## [Records provided]
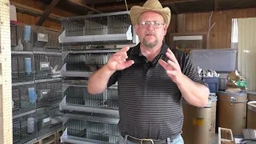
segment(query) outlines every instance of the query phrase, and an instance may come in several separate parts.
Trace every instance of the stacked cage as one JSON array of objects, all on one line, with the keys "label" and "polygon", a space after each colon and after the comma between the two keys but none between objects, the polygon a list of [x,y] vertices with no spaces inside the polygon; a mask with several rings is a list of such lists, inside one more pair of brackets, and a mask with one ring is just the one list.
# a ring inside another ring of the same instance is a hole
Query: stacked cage
[{"label": "stacked cage", "polygon": [[36,81],[37,108],[51,107],[59,103],[62,98],[62,79],[60,78]]},{"label": "stacked cage", "polygon": [[65,80],[60,109],[68,119],[61,140],[116,143],[120,135],[117,86],[91,94],[86,79],[123,47],[122,44],[136,43],[129,15],[120,12],[68,18],[61,23],[59,42],[65,63],[61,75]]},{"label": "stacked cage", "polygon": [[52,105],[51,107],[44,107],[37,110],[38,137],[61,129],[62,127],[62,115],[58,105]]},{"label": "stacked cage", "polygon": [[69,135],[116,143],[119,136],[115,124],[70,118],[67,122]]},{"label": "stacked cage", "polygon": [[13,115],[36,109],[36,96],[34,81],[12,85],[12,114]]},{"label": "stacked cage", "polygon": [[34,55],[36,79],[60,77],[63,65],[61,53],[37,52]]},{"label": "stacked cage", "polygon": [[[11,22],[13,131],[15,143],[33,142],[29,141],[44,136],[46,133],[39,132],[37,129],[41,116],[37,114],[42,109],[52,111],[50,108],[62,99],[60,71],[63,60],[59,35],[59,32],[43,27]],[[53,127],[49,132],[54,132],[55,129],[58,127]]]},{"label": "stacked cage", "polygon": [[13,118],[13,143],[24,143],[37,138],[35,111]]}]

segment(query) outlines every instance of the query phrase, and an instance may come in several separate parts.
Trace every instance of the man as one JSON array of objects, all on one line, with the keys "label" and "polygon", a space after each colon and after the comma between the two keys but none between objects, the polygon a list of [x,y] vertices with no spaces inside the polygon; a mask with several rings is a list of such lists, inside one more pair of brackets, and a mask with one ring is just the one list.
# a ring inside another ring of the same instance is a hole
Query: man
[{"label": "man", "polygon": [[183,143],[181,95],[204,107],[209,90],[184,52],[163,42],[171,12],[157,0],[131,9],[141,42],[125,47],[89,78],[90,93],[102,92],[118,81],[119,143]]}]

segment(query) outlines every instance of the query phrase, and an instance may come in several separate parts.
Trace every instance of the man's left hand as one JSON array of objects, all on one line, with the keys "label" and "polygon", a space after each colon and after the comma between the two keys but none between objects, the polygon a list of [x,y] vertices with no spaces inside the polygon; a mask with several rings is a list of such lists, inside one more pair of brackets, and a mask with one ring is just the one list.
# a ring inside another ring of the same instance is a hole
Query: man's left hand
[{"label": "man's left hand", "polygon": [[180,69],[180,65],[170,49],[167,50],[165,55],[169,59],[167,62],[161,59],[158,60],[158,63],[165,69],[166,74],[173,82],[178,84],[179,82],[182,81],[183,76]]}]

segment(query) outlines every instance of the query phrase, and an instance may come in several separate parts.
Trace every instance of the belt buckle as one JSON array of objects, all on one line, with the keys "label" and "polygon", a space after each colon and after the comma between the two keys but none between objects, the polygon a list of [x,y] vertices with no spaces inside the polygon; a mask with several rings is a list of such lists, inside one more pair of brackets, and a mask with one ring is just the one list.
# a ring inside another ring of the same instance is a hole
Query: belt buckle
[{"label": "belt buckle", "polygon": [[154,144],[154,141],[152,139],[142,139],[141,140],[140,140],[140,144],[143,144],[143,141],[145,141],[145,142],[150,141],[151,143]]}]

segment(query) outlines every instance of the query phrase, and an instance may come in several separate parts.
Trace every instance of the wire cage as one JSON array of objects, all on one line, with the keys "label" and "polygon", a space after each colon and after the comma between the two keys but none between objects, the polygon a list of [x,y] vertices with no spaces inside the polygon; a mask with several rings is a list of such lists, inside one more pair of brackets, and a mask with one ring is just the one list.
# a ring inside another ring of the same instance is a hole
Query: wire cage
[{"label": "wire cage", "polygon": [[134,43],[136,35],[127,11],[61,19],[62,45]]},{"label": "wire cage", "polygon": [[58,107],[44,107],[37,110],[38,137],[43,136],[61,128],[62,115]]},{"label": "wire cage", "polygon": [[49,36],[45,31],[45,28],[33,26],[32,31],[33,33],[32,39],[33,51],[45,51],[45,45],[49,42]]},{"label": "wire cage", "polygon": [[12,85],[12,115],[15,115],[36,109],[35,82]]},{"label": "wire cage", "polygon": [[11,43],[13,51],[60,51],[59,35],[59,31],[43,27],[11,22]]},{"label": "wire cage", "polygon": [[13,51],[33,51],[32,26],[12,21],[11,44]]},{"label": "wire cage", "polygon": [[68,135],[116,143],[120,135],[117,124],[70,118]]},{"label": "wire cage", "polygon": [[36,79],[60,77],[63,66],[61,53],[35,53]]},{"label": "wire cage", "polygon": [[33,53],[12,53],[12,83],[28,82],[34,79],[35,67]]},{"label": "wire cage", "polygon": [[60,78],[36,81],[37,107],[59,103],[62,98]]},{"label": "wire cage", "polygon": [[131,25],[127,12],[94,14],[62,20],[67,36],[125,33]]},{"label": "wire cage", "polygon": [[107,63],[113,53],[69,53],[65,61],[67,70],[94,71]]},{"label": "wire cage", "polygon": [[60,31],[46,29],[45,32],[48,35],[48,42],[45,45],[46,51],[60,52],[61,49],[58,39]]},{"label": "wire cage", "polygon": [[99,108],[118,108],[117,89],[109,89],[102,93],[90,94],[85,86],[69,86],[64,92],[66,102]]},{"label": "wire cage", "polygon": [[13,119],[13,143],[25,143],[37,138],[36,113]]}]

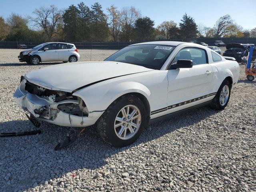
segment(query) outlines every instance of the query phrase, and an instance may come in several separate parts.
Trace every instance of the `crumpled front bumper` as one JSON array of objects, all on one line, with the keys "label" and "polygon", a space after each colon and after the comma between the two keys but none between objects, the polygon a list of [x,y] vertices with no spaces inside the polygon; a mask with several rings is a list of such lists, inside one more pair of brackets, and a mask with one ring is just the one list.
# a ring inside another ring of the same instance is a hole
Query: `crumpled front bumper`
[{"label": "crumpled front bumper", "polygon": [[[48,100],[43,97],[25,90],[24,88],[25,82],[26,80],[22,81],[13,97],[20,107],[32,114],[40,121],[61,126],[84,127],[94,124],[104,112],[104,111],[92,112],[89,113],[88,116],[83,117],[64,112],[57,108],[58,104],[65,102],[75,103],[75,101],[67,100],[56,102]],[[43,114],[39,114],[38,112],[42,109],[44,109]]]}]

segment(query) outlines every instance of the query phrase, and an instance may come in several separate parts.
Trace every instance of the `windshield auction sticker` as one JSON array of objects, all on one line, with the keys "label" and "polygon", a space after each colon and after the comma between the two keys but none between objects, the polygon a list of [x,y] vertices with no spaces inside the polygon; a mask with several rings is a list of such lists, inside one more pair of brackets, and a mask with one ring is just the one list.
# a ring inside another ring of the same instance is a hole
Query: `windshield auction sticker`
[{"label": "windshield auction sticker", "polygon": [[164,49],[165,50],[170,50],[172,48],[172,47],[167,46],[156,46],[154,49]]}]

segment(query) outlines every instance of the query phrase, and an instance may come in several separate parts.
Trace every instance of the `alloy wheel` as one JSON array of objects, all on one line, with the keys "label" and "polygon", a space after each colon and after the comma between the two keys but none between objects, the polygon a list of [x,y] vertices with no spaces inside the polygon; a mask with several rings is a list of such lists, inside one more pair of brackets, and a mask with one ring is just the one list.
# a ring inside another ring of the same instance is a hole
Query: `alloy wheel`
[{"label": "alloy wheel", "polygon": [[228,100],[229,96],[229,87],[227,85],[223,87],[220,92],[220,103],[222,106],[225,105]]},{"label": "alloy wheel", "polygon": [[34,57],[32,60],[32,62],[34,65],[37,65],[39,62],[39,59],[37,57]]},{"label": "alloy wheel", "polygon": [[72,57],[70,58],[70,62],[76,62],[76,58],[75,57]]},{"label": "alloy wheel", "polygon": [[136,134],[141,122],[141,114],[135,106],[128,105],[123,107],[118,112],[114,123],[116,136],[126,140]]}]

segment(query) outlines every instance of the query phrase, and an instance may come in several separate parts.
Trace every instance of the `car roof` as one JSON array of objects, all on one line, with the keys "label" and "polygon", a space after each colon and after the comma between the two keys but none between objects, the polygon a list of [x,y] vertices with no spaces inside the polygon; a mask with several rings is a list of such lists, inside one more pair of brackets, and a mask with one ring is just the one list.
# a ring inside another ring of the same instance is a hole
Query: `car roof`
[{"label": "car roof", "polygon": [[170,46],[177,46],[182,43],[189,43],[187,42],[181,42],[179,41],[151,41],[149,42],[144,42],[143,43],[136,43],[132,44],[129,46],[138,45],[169,45]]},{"label": "car roof", "polygon": [[44,43],[46,43],[47,44],[50,44],[50,43],[64,43],[64,44],[69,44],[70,45],[74,45],[74,44],[72,43],[65,43],[65,42],[46,42]]}]

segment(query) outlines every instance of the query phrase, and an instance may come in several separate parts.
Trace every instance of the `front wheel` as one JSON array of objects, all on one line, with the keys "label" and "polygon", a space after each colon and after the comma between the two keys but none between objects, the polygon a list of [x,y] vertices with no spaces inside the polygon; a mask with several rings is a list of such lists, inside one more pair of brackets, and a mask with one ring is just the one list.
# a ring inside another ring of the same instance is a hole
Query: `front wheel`
[{"label": "front wheel", "polygon": [[37,56],[32,56],[30,59],[30,63],[34,65],[37,65],[40,62],[39,58]]},{"label": "front wheel", "polygon": [[116,147],[134,142],[147,124],[146,109],[142,101],[127,95],[114,101],[98,122],[103,140]]},{"label": "front wheel", "polygon": [[68,61],[69,61],[70,63],[76,62],[77,61],[77,58],[76,57],[76,56],[75,56],[74,55],[72,55],[71,56],[69,57]]},{"label": "front wheel", "polygon": [[212,100],[210,107],[217,110],[224,109],[229,101],[231,90],[231,86],[229,82],[226,80],[224,80]]},{"label": "front wheel", "polygon": [[253,81],[254,79],[254,76],[253,75],[248,75],[246,76],[246,78],[250,81]]}]

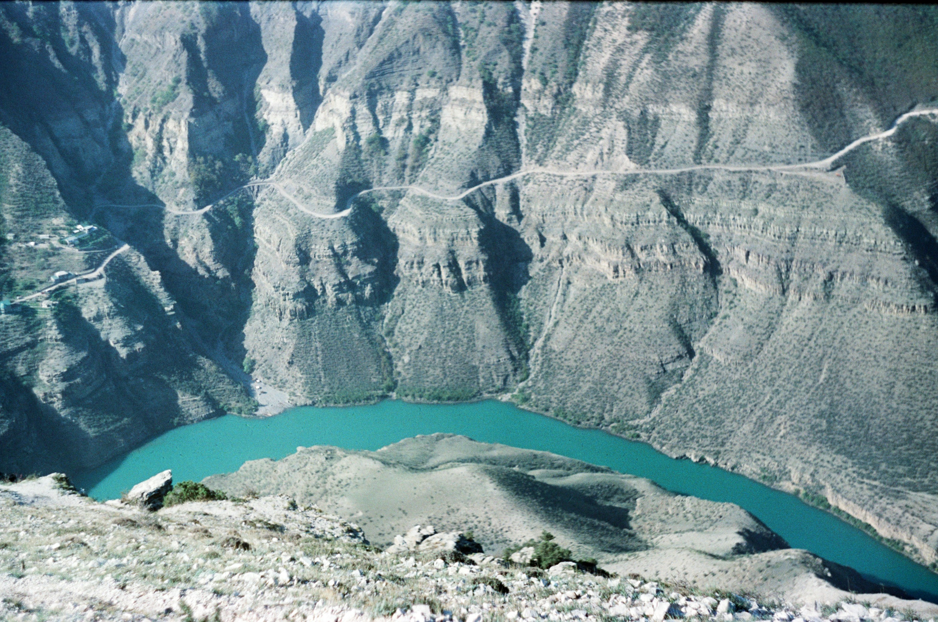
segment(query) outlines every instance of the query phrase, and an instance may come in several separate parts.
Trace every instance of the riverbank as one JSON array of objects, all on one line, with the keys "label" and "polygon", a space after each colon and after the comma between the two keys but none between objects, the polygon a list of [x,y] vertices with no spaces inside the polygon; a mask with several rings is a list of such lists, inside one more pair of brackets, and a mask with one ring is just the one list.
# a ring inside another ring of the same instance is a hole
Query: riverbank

## [Exercise requirements]
Copy the items from the beginning through the line holding "Query: stacked cage", inclusive, and switch every "instance" to "occurrence", leaving all else as it stands. Leave out the pictures.

## [Output of the task]
segment(query) outlines every occurrence of the query phrase, and an occurrence may come in several separate parts.
Trace every occurrence of the stacked cage as one JSON array of objects, all on one line, with the keys "label" and "polygon", a space after each colon and after the comma between the two keys but none between objects, the polygon a list of [x,y] vertices with no spaces inside the polygon; a mask with several rings is a list of such lists, inside one more pair of brackets, and a mask with one ring is just the one list.
# a ring inside another ring of the same occurrence is a hole
Query: stacked cage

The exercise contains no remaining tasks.